RECORDS SHOWN START

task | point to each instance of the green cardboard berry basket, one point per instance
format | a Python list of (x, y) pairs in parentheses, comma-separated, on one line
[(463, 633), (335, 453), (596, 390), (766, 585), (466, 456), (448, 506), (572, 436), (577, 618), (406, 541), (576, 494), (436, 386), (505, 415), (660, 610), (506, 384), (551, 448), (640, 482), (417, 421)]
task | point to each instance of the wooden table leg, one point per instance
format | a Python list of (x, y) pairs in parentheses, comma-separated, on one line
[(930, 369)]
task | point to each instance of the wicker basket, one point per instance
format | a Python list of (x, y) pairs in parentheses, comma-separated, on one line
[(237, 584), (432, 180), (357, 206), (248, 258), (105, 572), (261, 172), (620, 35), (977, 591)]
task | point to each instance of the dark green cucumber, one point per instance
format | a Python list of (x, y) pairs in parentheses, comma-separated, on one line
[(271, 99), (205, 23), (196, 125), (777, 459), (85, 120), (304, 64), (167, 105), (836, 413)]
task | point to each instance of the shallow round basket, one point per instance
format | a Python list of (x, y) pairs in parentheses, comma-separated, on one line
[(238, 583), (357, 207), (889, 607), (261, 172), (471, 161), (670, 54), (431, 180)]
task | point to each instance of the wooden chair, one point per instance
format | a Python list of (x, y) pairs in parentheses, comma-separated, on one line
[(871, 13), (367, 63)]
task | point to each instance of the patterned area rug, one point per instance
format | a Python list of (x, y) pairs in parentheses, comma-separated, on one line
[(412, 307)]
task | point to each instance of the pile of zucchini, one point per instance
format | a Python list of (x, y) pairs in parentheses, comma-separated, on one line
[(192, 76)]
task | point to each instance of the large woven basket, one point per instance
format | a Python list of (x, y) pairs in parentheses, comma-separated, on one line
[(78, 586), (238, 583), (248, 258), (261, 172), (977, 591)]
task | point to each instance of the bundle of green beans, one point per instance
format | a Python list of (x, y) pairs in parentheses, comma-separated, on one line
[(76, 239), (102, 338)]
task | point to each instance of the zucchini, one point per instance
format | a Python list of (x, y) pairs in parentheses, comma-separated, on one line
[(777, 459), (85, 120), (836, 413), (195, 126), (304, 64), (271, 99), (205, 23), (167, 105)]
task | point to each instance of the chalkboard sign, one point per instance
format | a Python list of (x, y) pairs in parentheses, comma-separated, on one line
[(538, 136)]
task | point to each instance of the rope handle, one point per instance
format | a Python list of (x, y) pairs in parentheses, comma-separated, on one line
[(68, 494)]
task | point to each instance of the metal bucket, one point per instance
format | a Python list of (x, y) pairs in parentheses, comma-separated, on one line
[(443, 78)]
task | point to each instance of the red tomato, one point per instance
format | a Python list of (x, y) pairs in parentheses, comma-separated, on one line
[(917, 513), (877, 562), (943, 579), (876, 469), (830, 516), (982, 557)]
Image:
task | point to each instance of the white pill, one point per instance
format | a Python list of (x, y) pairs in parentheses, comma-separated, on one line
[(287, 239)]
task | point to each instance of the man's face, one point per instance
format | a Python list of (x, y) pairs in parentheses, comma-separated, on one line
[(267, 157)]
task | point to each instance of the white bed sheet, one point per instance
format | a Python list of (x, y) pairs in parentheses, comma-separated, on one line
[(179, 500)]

RECORDS SHOWN END

TASK: Could you reproduce the data above exactly as given?

ANSWER TO THIS EXERCISE:
task | point to each instance of the green cardboard berry basket, one point per instance
format | a Python list of (x, y) pairs in parentheses, comma-separated, on one line
[(463, 633), (335, 453), (596, 390), (766, 585), (466, 456), (448, 506), (572, 436), (577, 618), (406, 541), (576, 494), (436, 386), (505, 415), (660, 610), (506, 384), (551, 448), (640, 482), (417, 421)]
task | point to each instance of the wooden table leg, one point per instance
format | a Python list of (x, y) pairs in parentheses, comma-separated, on one line
[(930, 369)]
task | point to each instance of the wicker basket, one point per instance
format | a Python list of (x, y) pairs in parentheses, comma-separated, on one line
[(237, 584), (432, 180), (357, 206), (248, 258), (105, 572), (261, 172), (620, 35), (977, 591)]
task | point to each instance of the dark green cucumber, one point per instance
format | a Python list of (x, y) pairs in parentheses, comma-separated, on one line
[(271, 99), (205, 23), (196, 125), (777, 459), (85, 120), (304, 64), (167, 105), (836, 413)]
task | point to each instance of the shallow round basket, one point per instance
format | a Python list of (x, y) pairs in parentheses, comma-separated, on one line
[(238, 583), (357, 207), (889, 607), (261, 172), (471, 161), (670, 54), (431, 180)]
task | point to each instance of the wooden chair, one point per instance
format | a Python list of (x, y) pairs in parentheses, comma-separated, on one line
[(871, 13), (367, 63)]
task | point to each instance of the patterned area rug, one point per instance
format | a Python list of (x, y) pairs in parentheses, comma-separated, on one line
[(412, 307)]
task | point to each instance of the pile of zucchini, one point per instance
format | a Python list of (x, y) pairs in parentheses, comma-separated, on one line
[(192, 76)]
task | point to each instance of the large woven basket, one point per instance
format | a Python list of (x, y) pairs in parentheses, comma-separated, on one line
[(78, 586), (238, 583), (248, 258), (261, 172), (977, 591)]
task | point to each instance of the bundle of green beans, one point per instance
format | a Python list of (x, y) pairs in parentheses, comma-separated, on one line
[(76, 239), (102, 338)]
task | point to each instance of the zucchini, one point per instance
format | a Python list of (x, y) pairs in parentheses, comma-separated, on one line
[(777, 459), (85, 120), (836, 413), (195, 126), (304, 64), (271, 99), (205, 23), (167, 105)]
task | point to each instance of the chalkboard sign, one point per instance
format | a Python list of (x, y) pairs in parentheses, comma-separated, on one line
[(538, 136)]
task | point to each instance of the rope handle, one point per instance
format | a Python list of (x, y) pairs in parentheses, comma-separated, on one line
[(68, 494)]
task | point to each instance of the metal bucket, one point per instance
format | a Python list of (x, y) pairs in parentheses, comma-separated, on one line
[(443, 78)]
task | point to each instance of the red tomato, one point per instance
format | a Python list of (x, y) pairs in parentheses, comma-separated, on one line
[(917, 513), (877, 562), (943, 579), (876, 469), (830, 516), (982, 557)]
Image:
task | point to each instance of the white pill, one point per instance
format | a Python list of (x, y) pairs in parentheses, comma-separated, on one line
[(287, 239)]
task | point to each instance of the man's face, one point per instance
format | a Python list of (x, y) pairs in parentheses, comma-separated, on one line
[(267, 157)]
task | point to each instance of the white bed sheet, one point per instance
format | a Python list of (x, y) pairs in parentheses, comma-separated, on one line
[(179, 500)]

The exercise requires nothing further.